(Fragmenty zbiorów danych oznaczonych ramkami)
------
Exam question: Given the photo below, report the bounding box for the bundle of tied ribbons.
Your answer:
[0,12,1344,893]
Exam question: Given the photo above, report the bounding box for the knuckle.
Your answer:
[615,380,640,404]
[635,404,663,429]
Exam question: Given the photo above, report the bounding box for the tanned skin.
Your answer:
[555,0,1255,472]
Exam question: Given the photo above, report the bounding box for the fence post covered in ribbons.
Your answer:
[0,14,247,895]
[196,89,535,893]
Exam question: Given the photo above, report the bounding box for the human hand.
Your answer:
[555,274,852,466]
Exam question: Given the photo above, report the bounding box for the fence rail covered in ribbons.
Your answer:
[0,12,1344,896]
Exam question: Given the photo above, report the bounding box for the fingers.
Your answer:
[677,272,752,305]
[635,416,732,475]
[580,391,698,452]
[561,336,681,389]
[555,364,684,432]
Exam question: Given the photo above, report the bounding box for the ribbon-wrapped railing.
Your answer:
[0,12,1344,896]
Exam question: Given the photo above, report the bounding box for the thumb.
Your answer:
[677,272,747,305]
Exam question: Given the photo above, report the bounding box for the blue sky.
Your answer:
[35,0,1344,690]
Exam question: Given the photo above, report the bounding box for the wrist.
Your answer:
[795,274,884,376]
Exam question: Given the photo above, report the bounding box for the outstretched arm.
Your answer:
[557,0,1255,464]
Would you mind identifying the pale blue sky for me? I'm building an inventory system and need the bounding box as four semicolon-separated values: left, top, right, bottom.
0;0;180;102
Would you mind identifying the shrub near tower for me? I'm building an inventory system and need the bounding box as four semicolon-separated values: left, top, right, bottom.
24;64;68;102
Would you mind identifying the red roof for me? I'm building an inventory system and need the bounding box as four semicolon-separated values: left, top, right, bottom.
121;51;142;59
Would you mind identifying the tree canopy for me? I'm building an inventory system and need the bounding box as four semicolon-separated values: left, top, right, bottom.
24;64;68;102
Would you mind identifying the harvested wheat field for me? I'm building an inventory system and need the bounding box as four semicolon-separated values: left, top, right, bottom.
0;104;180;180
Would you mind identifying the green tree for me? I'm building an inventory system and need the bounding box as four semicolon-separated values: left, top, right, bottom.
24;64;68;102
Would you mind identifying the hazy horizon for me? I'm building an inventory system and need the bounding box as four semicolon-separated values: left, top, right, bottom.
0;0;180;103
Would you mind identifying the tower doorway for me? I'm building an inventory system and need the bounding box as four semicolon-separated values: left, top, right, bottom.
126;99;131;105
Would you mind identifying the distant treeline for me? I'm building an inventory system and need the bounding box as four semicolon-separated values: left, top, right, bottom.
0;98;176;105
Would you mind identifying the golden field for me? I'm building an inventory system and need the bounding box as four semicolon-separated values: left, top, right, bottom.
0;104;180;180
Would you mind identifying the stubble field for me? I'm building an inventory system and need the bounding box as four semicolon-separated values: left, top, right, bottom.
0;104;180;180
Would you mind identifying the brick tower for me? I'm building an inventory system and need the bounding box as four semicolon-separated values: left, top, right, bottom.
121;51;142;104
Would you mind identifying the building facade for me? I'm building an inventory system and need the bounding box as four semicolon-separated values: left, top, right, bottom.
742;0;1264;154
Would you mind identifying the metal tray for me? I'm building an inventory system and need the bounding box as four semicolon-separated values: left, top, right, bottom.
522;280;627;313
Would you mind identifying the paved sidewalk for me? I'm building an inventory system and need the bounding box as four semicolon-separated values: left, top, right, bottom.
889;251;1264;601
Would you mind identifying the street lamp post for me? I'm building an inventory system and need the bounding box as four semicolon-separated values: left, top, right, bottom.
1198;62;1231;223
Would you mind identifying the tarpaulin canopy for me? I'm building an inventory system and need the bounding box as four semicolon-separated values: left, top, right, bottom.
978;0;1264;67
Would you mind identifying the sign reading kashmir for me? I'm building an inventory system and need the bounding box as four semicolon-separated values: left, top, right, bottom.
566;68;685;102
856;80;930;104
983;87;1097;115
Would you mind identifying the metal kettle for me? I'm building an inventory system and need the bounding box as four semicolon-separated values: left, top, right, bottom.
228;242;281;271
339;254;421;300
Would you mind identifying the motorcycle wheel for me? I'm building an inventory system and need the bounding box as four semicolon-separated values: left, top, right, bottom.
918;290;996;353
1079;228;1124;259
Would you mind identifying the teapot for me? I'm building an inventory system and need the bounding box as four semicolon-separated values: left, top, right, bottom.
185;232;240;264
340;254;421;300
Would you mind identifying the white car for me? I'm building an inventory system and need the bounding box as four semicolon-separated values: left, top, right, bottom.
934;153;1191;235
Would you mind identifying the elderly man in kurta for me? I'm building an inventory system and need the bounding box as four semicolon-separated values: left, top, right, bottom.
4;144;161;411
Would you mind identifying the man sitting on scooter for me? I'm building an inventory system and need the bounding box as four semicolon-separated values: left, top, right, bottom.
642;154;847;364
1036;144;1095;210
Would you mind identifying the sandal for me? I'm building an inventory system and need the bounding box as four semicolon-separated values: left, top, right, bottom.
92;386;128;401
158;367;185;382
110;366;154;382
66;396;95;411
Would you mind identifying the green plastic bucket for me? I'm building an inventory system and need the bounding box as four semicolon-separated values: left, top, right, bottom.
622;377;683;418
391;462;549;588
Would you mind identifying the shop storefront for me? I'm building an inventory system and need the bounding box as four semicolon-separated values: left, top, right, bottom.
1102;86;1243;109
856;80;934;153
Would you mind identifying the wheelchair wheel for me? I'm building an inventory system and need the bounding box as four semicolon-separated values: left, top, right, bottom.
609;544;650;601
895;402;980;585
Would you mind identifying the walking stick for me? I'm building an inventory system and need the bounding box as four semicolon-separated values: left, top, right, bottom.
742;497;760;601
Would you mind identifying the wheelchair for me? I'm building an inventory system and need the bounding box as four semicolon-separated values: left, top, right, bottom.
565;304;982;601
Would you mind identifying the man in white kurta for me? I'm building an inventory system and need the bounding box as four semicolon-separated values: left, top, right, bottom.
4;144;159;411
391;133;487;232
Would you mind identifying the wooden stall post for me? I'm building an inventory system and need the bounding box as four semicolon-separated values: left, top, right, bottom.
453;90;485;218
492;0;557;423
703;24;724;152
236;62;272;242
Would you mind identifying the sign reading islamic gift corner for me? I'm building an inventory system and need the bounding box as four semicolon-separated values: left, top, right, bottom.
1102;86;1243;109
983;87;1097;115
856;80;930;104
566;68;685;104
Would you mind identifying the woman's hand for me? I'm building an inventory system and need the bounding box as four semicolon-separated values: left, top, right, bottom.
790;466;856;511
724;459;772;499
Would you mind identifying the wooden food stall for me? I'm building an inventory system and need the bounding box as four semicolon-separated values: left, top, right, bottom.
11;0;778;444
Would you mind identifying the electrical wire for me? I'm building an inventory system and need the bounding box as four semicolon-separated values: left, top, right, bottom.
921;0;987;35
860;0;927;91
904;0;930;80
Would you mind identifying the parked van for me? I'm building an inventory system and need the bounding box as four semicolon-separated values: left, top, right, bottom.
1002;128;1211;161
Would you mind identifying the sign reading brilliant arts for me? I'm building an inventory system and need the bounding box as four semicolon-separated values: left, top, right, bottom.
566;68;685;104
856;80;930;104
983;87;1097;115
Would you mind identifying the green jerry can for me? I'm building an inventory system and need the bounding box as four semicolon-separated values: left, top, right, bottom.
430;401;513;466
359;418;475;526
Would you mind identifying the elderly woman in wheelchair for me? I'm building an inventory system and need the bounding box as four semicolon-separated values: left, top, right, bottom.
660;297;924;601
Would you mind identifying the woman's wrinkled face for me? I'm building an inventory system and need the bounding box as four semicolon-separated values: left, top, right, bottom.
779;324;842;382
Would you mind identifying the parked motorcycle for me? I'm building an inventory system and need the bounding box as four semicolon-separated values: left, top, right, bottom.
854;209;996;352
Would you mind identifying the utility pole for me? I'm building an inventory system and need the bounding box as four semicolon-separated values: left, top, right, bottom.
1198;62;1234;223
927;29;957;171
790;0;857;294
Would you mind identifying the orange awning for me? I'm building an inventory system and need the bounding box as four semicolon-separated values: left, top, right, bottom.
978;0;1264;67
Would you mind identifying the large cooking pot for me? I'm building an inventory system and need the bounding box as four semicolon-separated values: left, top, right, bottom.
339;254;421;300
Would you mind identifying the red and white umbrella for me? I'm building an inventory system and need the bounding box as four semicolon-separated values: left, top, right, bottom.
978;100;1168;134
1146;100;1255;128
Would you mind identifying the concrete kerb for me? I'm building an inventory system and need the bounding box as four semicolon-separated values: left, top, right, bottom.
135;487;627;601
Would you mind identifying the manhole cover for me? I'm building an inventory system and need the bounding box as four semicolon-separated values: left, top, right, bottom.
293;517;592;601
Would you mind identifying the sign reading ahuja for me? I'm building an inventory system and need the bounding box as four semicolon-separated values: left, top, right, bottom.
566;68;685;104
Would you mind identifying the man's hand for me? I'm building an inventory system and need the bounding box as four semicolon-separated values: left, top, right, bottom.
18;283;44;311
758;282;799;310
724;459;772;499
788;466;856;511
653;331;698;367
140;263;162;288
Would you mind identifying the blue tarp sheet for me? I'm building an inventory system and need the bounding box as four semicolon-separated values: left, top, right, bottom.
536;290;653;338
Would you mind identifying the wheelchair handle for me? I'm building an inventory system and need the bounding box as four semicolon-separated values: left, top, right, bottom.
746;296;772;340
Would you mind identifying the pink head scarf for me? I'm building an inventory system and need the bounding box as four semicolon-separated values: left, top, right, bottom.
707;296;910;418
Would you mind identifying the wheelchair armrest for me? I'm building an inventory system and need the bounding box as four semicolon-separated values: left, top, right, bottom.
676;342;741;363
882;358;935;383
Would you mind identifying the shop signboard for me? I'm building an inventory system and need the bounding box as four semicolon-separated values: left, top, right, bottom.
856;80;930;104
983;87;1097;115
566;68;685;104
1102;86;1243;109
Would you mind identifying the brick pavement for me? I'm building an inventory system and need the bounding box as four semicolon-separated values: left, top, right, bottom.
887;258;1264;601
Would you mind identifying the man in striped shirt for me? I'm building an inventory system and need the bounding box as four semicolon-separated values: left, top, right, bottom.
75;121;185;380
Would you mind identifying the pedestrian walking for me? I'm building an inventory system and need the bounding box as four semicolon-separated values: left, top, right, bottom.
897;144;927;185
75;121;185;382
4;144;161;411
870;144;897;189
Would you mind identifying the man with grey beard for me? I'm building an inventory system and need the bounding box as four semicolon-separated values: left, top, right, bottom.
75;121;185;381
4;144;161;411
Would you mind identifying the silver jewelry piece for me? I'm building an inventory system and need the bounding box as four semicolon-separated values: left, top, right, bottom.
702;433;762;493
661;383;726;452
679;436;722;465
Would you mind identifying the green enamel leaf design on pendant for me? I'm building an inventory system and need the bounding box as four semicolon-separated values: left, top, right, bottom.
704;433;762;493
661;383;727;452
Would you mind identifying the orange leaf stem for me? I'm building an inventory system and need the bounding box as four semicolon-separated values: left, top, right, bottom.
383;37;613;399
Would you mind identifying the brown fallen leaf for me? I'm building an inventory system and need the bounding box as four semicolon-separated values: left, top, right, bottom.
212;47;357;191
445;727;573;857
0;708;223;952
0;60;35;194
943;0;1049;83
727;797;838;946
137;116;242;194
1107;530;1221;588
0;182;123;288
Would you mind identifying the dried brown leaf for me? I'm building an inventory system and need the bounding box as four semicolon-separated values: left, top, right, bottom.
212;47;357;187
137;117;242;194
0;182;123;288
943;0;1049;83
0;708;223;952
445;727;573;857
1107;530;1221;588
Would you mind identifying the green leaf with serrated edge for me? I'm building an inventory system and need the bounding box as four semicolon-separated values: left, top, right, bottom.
------
[TREŚĆ ZADANIA]:
Przekształć w listę numerowaną wiersze, zaczynając od wiersza zawierającego „Would you mind identifying the red roof” i kończąc na wierszu zawierającym „121;51;142;59”, oba włącznie. Puste wiersze pomiń.

[ODPOWIEDŹ PONIŻEJ]:
1. Would you mind identifying the red roof for me? I'm building an inventory system and need the bounding box as four semicolon-separated values: left, top, right, bottom.
2. 121;51;142;59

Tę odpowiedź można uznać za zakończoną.